### [Your instructions]
Convert every line of the material below into a Markdown table with the columns Row and Content, numbering the rows and skipping blank lines. Leave the pictures out.

──────── Data to process

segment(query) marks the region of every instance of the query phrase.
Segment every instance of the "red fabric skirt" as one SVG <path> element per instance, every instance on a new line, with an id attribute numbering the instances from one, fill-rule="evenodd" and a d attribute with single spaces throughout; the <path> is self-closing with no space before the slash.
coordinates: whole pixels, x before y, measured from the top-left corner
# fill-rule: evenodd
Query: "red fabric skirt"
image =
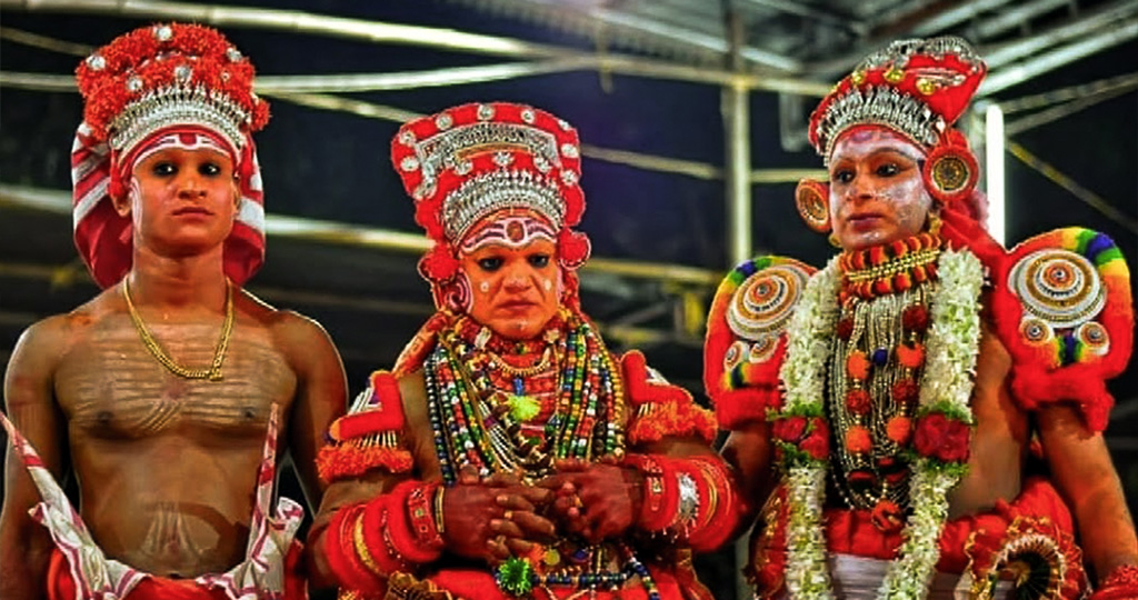
<path id="1" fill-rule="evenodd" d="M 284 559 L 284 600 L 308 598 L 307 584 L 297 573 L 300 556 L 300 544 L 294 543 Z M 75 600 L 75 587 L 67 557 L 58 548 L 53 549 L 48 566 L 48 600 Z M 206 587 L 193 580 L 148 576 L 126 594 L 125 600 L 229 600 L 229 598 L 224 590 Z"/>
<path id="2" fill-rule="evenodd" d="M 498 590 L 494 583 L 494 576 L 485 570 L 476 569 L 444 569 L 427 577 L 438 587 L 445 589 L 456 598 L 467 600 L 514 600 L 514 597 L 506 595 Z M 661 600 L 682 600 L 688 598 L 683 593 L 679 582 L 670 573 L 652 569 L 652 580 L 660 592 Z M 536 600 L 555 600 L 579 594 L 580 590 L 550 586 L 547 590 L 556 593 L 555 597 L 546 595 L 542 590 L 535 589 L 533 595 Z M 588 598 L 594 598 L 586 594 Z M 648 592 L 641 585 L 632 585 L 625 590 L 608 591 L 597 590 L 597 600 L 648 600 Z"/>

────────────────

### [Solution for this exercise]
| Row | Content |
|---|---|
| 1 | segment(query) marks the region of every instance of the query phrase. |
| 2 | Segment every instance of the "red fabric skirt" as one SVG <path> element per instance, every instance on a new line, with an id attribute numbering the instances from one, fill-rule="evenodd" and a d attribute with single spaces throughout; the <path> is self-closing with no space before the slash. |
| 3 | coordinates: whole pixels, x before y, measured from the top-left corner |
| 4 | # fill-rule: evenodd |
| 5 | Query: "red fabric skirt" |
| 6 | image = |
| 7 | <path id="1" fill-rule="evenodd" d="M 284 559 L 284 600 L 308 598 L 307 584 L 297 573 L 300 556 L 300 544 L 294 543 Z M 75 600 L 75 587 L 67 557 L 58 548 L 53 549 L 48 566 L 48 600 Z M 206 587 L 193 580 L 148 576 L 126 594 L 125 600 L 229 600 L 229 598 L 224 590 Z"/> |
| 8 | <path id="2" fill-rule="evenodd" d="M 498 590 L 494 583 L 494 576 L 485 570 L 476 569 L 444 569 L 427 577 L 438 587 L 445 589 L 456 598 L 467 600 L 514 600 L 514 597 L 506 595 Z M 661 600 L 682 600 L 688 598 L 683 593 L 679 582 L 670 573 L 652 569 L 652 580 L 660 592 Z M 536 600 L 555 600 L 579 594 L 580 590 L 550 586 L 547 590 L 556 593 L 555 597 L 546 595 L 542 590 L 535 589 L 533 595 Z M 588 598 L 594 598 L 586 594 Z M 648 592 L 641 585 L 632 585 L 625 590 L 608 591 L 597 590 L 597 600 L 648 600 Z"/> |